● Provided data
.....

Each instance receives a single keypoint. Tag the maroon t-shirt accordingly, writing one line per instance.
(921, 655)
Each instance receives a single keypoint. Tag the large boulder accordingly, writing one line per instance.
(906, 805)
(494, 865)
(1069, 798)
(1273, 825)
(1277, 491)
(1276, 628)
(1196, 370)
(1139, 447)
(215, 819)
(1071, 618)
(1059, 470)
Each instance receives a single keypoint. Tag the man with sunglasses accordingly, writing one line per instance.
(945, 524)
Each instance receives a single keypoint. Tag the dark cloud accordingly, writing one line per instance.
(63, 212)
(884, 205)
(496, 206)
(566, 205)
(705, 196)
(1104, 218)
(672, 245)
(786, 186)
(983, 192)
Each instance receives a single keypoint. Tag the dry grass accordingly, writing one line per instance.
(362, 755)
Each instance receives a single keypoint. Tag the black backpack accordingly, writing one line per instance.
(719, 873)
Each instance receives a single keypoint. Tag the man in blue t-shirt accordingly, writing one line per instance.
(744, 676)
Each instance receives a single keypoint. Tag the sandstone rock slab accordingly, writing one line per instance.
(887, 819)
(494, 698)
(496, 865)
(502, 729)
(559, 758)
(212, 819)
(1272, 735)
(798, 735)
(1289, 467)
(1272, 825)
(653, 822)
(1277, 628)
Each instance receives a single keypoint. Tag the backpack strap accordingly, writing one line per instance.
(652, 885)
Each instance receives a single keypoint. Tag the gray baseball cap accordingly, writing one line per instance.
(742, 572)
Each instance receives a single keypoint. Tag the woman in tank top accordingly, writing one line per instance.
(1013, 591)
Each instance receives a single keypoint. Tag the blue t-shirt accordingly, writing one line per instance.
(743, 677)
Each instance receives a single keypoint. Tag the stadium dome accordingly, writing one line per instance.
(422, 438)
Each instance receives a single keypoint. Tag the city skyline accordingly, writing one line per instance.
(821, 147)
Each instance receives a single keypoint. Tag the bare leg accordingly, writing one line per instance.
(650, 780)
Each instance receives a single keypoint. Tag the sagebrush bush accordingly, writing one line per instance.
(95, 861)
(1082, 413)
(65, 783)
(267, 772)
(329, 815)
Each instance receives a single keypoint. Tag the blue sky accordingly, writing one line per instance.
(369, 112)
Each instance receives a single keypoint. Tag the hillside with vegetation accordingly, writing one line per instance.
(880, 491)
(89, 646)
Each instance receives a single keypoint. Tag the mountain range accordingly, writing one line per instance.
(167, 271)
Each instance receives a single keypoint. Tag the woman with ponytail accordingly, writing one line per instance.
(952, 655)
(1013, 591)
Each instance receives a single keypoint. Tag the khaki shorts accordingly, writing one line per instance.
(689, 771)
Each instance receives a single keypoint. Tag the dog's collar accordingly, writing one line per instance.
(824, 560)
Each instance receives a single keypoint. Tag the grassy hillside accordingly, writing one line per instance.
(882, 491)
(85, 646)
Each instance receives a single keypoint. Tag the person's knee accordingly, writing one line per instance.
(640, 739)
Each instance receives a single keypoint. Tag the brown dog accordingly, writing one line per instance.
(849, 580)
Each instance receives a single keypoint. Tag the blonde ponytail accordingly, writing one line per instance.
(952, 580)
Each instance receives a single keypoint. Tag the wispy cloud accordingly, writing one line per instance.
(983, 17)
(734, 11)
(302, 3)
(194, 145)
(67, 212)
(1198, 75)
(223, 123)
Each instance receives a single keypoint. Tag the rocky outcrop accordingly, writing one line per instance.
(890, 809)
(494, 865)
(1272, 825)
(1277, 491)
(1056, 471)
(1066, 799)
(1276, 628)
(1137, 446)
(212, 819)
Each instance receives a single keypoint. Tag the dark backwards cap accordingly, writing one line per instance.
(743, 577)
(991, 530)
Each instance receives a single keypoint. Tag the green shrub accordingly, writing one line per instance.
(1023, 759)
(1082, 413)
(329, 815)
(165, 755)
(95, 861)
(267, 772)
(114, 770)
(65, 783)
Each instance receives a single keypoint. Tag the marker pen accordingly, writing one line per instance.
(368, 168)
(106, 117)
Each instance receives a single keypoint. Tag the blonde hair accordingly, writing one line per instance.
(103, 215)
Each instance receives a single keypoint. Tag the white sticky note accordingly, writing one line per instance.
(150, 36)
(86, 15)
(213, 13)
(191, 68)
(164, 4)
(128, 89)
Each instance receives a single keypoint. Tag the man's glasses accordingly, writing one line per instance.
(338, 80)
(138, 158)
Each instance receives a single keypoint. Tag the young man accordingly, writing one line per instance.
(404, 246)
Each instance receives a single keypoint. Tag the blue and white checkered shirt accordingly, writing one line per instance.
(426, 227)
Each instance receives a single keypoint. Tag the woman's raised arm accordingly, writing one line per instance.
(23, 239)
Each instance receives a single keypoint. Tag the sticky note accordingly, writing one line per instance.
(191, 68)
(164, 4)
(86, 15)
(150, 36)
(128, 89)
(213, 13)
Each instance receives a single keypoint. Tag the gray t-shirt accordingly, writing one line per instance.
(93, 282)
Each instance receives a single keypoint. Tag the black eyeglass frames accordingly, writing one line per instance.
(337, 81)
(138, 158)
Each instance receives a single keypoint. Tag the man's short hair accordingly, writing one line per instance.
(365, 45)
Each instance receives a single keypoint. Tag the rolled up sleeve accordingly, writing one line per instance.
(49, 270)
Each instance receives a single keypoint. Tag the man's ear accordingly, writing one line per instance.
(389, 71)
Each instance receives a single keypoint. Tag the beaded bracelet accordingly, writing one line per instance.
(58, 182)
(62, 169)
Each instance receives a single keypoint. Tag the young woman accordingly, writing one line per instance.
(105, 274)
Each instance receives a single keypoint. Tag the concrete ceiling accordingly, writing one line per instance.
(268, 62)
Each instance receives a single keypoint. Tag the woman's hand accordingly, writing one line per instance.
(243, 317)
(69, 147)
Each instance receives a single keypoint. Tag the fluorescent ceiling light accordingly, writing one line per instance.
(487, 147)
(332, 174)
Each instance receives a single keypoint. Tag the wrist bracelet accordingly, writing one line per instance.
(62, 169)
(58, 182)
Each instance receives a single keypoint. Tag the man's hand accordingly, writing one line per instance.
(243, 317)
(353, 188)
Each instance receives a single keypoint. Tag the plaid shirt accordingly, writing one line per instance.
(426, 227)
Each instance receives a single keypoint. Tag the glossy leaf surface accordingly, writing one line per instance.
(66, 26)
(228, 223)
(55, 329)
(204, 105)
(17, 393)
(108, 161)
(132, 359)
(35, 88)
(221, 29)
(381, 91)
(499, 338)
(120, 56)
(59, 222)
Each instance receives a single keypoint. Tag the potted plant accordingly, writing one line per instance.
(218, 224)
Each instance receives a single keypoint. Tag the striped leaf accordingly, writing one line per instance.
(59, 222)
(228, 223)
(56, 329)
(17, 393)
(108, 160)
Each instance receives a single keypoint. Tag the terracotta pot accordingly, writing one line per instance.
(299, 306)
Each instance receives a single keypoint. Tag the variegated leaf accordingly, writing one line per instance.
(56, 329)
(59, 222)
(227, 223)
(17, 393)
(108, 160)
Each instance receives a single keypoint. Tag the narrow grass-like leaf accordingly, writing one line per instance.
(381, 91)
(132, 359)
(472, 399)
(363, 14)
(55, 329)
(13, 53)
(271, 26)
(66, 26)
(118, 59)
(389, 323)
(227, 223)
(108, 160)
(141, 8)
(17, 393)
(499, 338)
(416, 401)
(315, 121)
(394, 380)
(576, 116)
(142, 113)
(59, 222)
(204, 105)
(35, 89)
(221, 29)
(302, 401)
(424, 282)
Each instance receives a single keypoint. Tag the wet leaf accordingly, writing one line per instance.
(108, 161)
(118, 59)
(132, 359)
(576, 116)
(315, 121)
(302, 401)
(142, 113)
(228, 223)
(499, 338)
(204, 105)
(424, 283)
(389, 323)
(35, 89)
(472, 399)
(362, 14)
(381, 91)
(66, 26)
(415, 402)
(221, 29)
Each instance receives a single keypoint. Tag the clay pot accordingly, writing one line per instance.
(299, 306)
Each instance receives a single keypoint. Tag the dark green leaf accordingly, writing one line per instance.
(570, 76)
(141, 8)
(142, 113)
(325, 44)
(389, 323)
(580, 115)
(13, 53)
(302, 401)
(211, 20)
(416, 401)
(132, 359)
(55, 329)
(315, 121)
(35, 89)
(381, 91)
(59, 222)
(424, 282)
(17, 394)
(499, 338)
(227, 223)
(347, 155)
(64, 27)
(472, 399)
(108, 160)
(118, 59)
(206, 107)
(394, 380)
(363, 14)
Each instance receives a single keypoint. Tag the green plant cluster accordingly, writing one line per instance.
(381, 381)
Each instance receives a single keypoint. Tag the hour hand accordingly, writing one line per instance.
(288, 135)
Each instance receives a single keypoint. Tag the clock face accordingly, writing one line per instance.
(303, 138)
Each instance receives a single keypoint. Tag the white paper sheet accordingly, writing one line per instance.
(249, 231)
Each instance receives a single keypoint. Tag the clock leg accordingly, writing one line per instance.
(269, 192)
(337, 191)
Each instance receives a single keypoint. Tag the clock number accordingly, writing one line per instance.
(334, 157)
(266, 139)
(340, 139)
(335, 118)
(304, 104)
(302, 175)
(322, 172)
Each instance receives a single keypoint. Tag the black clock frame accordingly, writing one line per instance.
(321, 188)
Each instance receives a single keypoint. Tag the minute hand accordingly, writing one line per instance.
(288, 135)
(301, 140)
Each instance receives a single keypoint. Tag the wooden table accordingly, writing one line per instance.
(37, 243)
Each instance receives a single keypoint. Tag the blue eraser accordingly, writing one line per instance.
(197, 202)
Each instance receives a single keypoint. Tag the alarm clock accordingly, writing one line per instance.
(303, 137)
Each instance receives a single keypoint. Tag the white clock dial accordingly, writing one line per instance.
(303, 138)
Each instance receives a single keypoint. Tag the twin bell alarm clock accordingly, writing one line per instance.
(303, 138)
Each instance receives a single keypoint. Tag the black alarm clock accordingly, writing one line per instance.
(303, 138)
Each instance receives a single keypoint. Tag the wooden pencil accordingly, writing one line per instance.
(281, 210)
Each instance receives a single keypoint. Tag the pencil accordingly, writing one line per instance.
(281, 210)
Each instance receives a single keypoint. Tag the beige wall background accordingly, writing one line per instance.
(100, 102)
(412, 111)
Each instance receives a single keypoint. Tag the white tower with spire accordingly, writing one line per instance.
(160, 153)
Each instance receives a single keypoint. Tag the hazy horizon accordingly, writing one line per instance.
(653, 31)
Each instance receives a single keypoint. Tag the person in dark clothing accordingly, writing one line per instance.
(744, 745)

.....

● Requirement
Reproduce the records word for word, starting with the very first line and going on through the line with "(1059, 470)", both ends included, and nothing past that point.

● Task solution
Each instance receives a single keypoint. Tag the maroon t-shirt accordingly, writing one line per instance.
(921, 655)
Each instance receives a single keypoint. Tag the large boulder accordingly, writing one line per instance.
(906, 805)
(494, 865)
(1069, 798)
(1273, 825)
(1277, 491)
(1276, 628)
(1196, 370)
(1139, 447)
(215, 819)
(1071, 618)
(1059, 470)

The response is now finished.